→ **Description of the task**
In your copy, include every entry exactly as written but no pictures.

→ **Stored data**
== Segment start ==

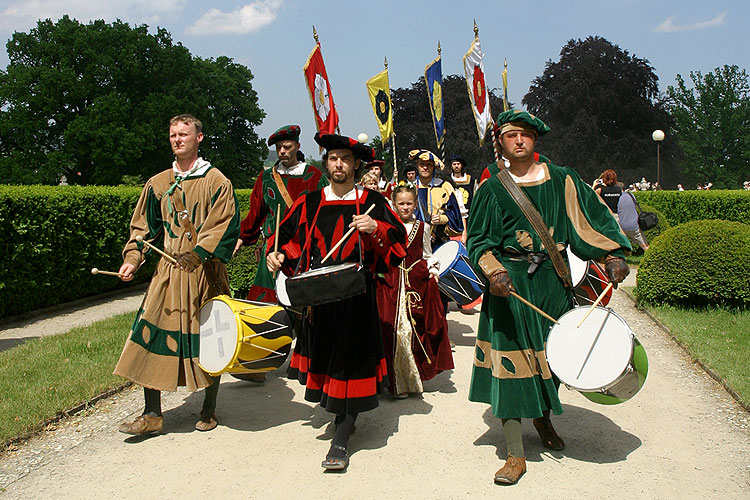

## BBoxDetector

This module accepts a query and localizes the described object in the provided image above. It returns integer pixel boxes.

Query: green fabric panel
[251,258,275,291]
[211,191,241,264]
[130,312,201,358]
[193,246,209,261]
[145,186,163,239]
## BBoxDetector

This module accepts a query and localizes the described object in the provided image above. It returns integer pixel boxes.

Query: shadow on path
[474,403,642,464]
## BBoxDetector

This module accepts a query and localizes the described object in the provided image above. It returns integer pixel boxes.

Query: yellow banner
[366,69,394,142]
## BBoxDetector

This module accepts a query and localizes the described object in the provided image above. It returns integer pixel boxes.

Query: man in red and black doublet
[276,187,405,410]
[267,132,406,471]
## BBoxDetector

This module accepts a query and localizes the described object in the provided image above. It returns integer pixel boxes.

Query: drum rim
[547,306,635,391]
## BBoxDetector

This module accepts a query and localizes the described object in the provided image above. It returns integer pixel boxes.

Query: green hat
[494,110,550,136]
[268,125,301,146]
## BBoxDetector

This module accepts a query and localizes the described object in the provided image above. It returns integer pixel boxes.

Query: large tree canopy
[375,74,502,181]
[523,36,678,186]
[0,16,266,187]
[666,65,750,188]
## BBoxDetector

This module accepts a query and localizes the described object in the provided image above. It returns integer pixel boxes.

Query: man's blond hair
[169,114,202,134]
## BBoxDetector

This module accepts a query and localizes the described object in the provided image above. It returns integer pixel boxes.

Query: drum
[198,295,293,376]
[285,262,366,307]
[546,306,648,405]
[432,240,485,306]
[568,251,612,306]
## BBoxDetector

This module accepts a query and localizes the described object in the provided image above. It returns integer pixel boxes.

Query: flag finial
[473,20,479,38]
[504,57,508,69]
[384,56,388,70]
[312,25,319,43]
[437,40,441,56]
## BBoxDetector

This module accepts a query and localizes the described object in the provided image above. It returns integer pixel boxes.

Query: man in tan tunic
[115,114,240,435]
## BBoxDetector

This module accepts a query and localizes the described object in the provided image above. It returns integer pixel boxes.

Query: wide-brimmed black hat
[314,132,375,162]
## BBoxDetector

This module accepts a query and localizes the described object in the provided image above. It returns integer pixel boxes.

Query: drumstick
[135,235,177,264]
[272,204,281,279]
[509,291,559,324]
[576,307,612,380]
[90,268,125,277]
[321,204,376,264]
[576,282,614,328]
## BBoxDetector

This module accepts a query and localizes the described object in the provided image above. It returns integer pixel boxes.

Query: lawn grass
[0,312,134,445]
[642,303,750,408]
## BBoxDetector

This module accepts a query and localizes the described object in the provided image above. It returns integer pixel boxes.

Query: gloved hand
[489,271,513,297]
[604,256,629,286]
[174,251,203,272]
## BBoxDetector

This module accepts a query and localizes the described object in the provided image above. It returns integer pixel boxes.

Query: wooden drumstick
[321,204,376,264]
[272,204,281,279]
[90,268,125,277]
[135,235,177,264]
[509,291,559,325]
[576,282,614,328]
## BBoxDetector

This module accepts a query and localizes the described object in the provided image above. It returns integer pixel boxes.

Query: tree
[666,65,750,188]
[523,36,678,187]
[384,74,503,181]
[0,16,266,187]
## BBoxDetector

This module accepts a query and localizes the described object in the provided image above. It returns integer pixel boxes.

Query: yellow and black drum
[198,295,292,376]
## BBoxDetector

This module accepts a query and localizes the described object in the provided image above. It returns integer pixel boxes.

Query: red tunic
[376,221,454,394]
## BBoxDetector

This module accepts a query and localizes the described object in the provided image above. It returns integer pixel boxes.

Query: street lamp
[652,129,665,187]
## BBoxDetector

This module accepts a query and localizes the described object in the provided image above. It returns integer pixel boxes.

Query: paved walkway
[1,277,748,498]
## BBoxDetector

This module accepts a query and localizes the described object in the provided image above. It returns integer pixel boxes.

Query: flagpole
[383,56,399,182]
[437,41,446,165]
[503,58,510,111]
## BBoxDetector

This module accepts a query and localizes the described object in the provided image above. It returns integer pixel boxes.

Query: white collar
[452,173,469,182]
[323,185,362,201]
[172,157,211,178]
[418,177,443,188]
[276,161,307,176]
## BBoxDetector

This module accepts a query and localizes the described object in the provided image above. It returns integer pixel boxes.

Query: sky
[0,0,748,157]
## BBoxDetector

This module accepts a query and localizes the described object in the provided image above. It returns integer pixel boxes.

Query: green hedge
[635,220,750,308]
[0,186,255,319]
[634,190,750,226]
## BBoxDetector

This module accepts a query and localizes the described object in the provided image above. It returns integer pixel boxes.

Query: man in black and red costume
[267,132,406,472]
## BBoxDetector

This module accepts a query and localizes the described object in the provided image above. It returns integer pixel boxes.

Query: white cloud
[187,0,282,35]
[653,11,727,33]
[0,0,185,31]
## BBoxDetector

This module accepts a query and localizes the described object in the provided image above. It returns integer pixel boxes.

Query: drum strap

== Segment end ==

→ **Response**
## BBoxDetector

This module accepts a query and localizes the described object in the provided image above. It returns integer pixel boxes.

Query: green fabric panel
[251,258,275,291]
[211,191,241,264]
[130,312,201,358]
[193,246,209,261]
[145,186,163,239]
## BBoxDetector

This module accepts a query and localizes the described object in the provided image above. It returns integer pixel boxes.

Query: shadow on path
[474,403,642,464]
## BBoxDetector

This module accepts a query and localizes the described object in the provided image above. It returns integer pixel boxes.

Query: yellow banner
[366,69,394,142]
## BBoxDetector

This module accepts a query and localizes the described object in the provided image above. It returns integer pixel boxes.

Query: man in red and black doublet
[276,187,405,410]
[267,132,406,471]
## BBoxDetector

This module accepts a query and localizes the described object in the provided image above. It returns integer pixel boxes.

Query: drum rim
[547,306,635,391]
## BBoxDetector

This module accepts a query and localizes the described object in the provided image above. It returns integer pixel boxes.

Query: green hat
[494,110,550,136]
[268,125,301,146]
## BBoxDetector

This module accepts a query and localizes the described object in the provided image above. It returns integer pixel boxes.

Query: large tree canopy
[375,74,502,181]
[523,36,678,186]
[0,16,266,187]
[666,65,750,188]
## BBoxDetector

This module accepts a query and localizes the described object in the provided image above. It returns integer pixel boxes.

Query: man's blond hair
[169,114,202,134]
## BBoxDetector

This module accepts a query and localizes the described object in the provided image above. It returns integer pixel boxes.

Query: drum
[198,295,293,376]
[285,262,366,307]
[546,306,648,405]
[432,240,485,306]
[568,251,612,306]
## BBoxDetector

This module accepts a query and localizes the described object in the provided image above. It returns integer pixel boxes.

Query: flag finial
[473,20,479,38]
[504,57,508,69]
[384,56,388,70]
[312,25,319,43]
[437,40,441,56]
## BBoxDetector

This module accepts a query and localizes the described object in the provided image above. It returns integer pixel boxes.

Query: man in tan tunic
[115,114,240,435]
## BBoxDetector

This module accepts a query and localizes the described object in the provided image above. It returns integer pixel boxes.

Query: wide-brimmed black hat
[314,132,375,162]
## BBoxDetector

This module accepts a query and localizes the described object in the provided image above. It returns integer pixel boxes.

Query: drumstick
[135,235,177,264]
[272,204,281,279]
[509,291,559,324]
[576,307,612,380]
[90,268,125,277]
[321,204,376,264]
[576,282,614,328]
## BBoxDetector

This module accepts a query and localizes the described object in the provided image above. It returns integer pixel boxes.

Query: lawn grass
[0,312,134,445]
[642,303,750,408]
## BBoxDetector

This module accepts a query and localizes the described object in the provided image above. It returns integer pixel boxes.

Query: gloved hand
[489,271,513,297]
[604,256,629,286]
[174,251,203,272]
## BBoxDetector

This module accepts a query and localizes the described object in the provided image above. It returns integer pixel boxes.

Query: wooden drumstick
[321,204,376,264]
[272,204,281,279]
[90,268,125,277]
[135,235,177,264]
[509,291,559,325]
[576,282,614,328]
## BBoxDetector

This module accepts a query and localizes the described object in the provided image above. It returns integer pixel boxes.

Query: tree
[666,65,750,188]
[523,36,678,187]
[384,74,503,181]
[0,16,266,187]
## BBoxDetector

This module accepts a query and localizes the described object in the provided image above. It returns integer pixel boxes.

Query: yellow and black drum
[198,295,292,376]
## BBoxDetector

This module accepts a query and localizes the described object in the provided image above. It returns integer pixel boxes.

Query: red tunic
[376,221,454,394]
## BBoxDetector

This module accepts a query and localizes the described object in the provided image above. It returns integer pixel boxes.

Query: street lamp
[652,129,665,187]
## BBoxDetector

This module accepts a query and localizes the described object in the provided image above. It returns integer pixel boxes.

Query: paved walkway
[1,277,748,498]
## BBoxDetector

This module accepts a query and localizes the described object in the provided image above. It returns integer pixel boxes.

Query: flagpole
[383,56,399,182]
[437,41,446,165]
[503,58,510,111]
## BBoxDetector

This module accepts a query and localizes the described object in the provided image above. It returns integer pixel boxes.

Query: white collar
[452,173,469,182]
[323,185,362,201]
[172,157,211,178]
[418,177,443,188]
[276,161,307,176]
## BBoxDetector

This module accepts a query and localizes the described object in the provided image above. It returns integer pixel boxes.

Query: sky
[0,0,748,157]
## BBoxDetector

This module accepts a query and localizes the described object in the provided image above. It returns integer pixel boxes.

Query: green hedge
[635,220,750,308]
[0,186,255,319]
[634,190,750,226]
## BBoxDetector

This module accepts a query and localizes the described object in the provided image above. It returns integer pixel boxes.

Query: man in black and red costume
[267,132,406,472]
## BBoxDetector

This module accepts a query and localizes the described object in the provided image above. It returns integer pixel boxes.

Query: white cloud
[187,0,282,35]
[653,11,727,33]
[0,0,185,31]
## BBoxDetector

This module accepts a query and localizes the described object in the provided image above. It returns integer pixel boxes.

Query: drum strap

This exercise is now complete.